## start MATERIAL FOR THIS TASK
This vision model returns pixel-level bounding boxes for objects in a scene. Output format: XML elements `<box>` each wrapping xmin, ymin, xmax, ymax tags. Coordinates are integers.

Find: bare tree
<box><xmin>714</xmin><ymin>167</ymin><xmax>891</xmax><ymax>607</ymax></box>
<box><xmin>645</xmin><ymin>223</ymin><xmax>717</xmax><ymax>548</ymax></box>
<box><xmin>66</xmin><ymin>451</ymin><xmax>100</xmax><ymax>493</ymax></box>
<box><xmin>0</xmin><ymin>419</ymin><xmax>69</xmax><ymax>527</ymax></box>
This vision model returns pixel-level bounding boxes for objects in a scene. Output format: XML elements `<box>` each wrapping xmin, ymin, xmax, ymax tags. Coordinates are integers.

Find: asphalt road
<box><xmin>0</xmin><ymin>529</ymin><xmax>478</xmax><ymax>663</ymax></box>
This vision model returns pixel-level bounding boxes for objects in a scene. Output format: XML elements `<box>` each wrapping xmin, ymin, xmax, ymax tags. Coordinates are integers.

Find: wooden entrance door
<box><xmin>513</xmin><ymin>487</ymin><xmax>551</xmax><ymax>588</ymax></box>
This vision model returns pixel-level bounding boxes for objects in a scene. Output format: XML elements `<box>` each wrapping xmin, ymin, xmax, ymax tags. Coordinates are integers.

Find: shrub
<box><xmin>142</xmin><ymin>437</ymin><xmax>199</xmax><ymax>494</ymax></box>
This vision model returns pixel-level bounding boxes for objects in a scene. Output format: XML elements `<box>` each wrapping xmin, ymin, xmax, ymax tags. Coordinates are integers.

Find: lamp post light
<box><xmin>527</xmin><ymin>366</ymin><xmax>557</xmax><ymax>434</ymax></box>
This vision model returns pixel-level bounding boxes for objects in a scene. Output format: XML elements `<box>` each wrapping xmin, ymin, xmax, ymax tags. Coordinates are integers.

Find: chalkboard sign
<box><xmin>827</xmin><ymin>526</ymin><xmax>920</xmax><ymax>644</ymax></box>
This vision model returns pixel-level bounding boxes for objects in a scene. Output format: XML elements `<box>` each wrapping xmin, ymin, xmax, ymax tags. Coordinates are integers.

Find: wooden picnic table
## end MATERIAL FOR THIS TASK
• [EXERCISE] Rewrite every row above in full, keeping the format notes and Find lines unchanged, and shift each box coordinate in the answers by -138.

• [FULL RESPONSE]
This vision model returns pixel-level bounding boxes for objects in a scene. Output format: XML elements `<box>` each wrapping xmin, ymin, xmax, ymax tags. Coordinates are integers.

Find: bare tree
<box><xmin>576</xmin><ymin>29</ymin><xmax>753</xmax><ymax>469</ymax></box>
<box><xmin>507</xmin><ymin>85</ymin><xmax>579</xmax><ymax>410</ymax></box>
<box><xmin>-72</xmin><ymin>313</ymin><xmax>-38</xmax><ymax>355</ymax></box>
<box><xmin>-138</xmin><ymin>281</ymin><xmax>-69</xmax><ymax>389</ymax></box>
This vision model returns pixel-level bounding boxes for objects in a scene. Output format: XML elements `<box>` each wrapping xmin, ymin, xmax, ymax tags. Coordinates are integers.

Find: asphalt road
<box><xmin>-138</xmin><ymin>391</ymin><xmax>340</xmax><ymax>525</ymax></box>
This vision model returns pixel-level bounding boxes for objects in a scene. Output format: XML elements `<box>` each wrapping xmin, ymin, xmax, ymax tags. Coordinates are integers.

Find: wooden entrance door
<box><xmin>375</xmin><ymin>349</ymin><xmax>413</xmax><ymax>450</ymax></box>
This vision model returns pixel-level bounding boxes for objects in a scene. Output format: XML elements `<box>` each wrapping xmin, ymin, xmax, ymax tags. Coordinates are integers.

Find: shrub
<box><xmin>4</xmin><ymin>299</ymin><xmax>61</xmax><ymax>356</ymax></box>
This vision model returns pixel-level bounding boxes for objects in a scene. Output format: XML elements `<box>` each wrapping xmin, ymin, xmax, ymax tags. Coordinates are integers.

Find: lamp post light
<box><xmin>389</xmin><ymin>228</ymin><xmax>419</xmax><ymax>296</ymax></box>
This vision model returns pixel-level bounding boxes for objects in a scene. Output format: XML elements `<box>` each wrapping xmin, ymin, xmax, ymax tags. Coordinates are integers.

Find: chalkboard sign
<box><xmin>689</xmin><ymin>388</ymin><xmax>782</xmax><ymax>506</ymax></box>
This vision model returns pixel-level bounding boxes for objects in a scene. Output format: XML elements `<box>` each wrapping xmin, ymin, xmax, ymax tags. Coordinates are integers.

Find: wooden picnic table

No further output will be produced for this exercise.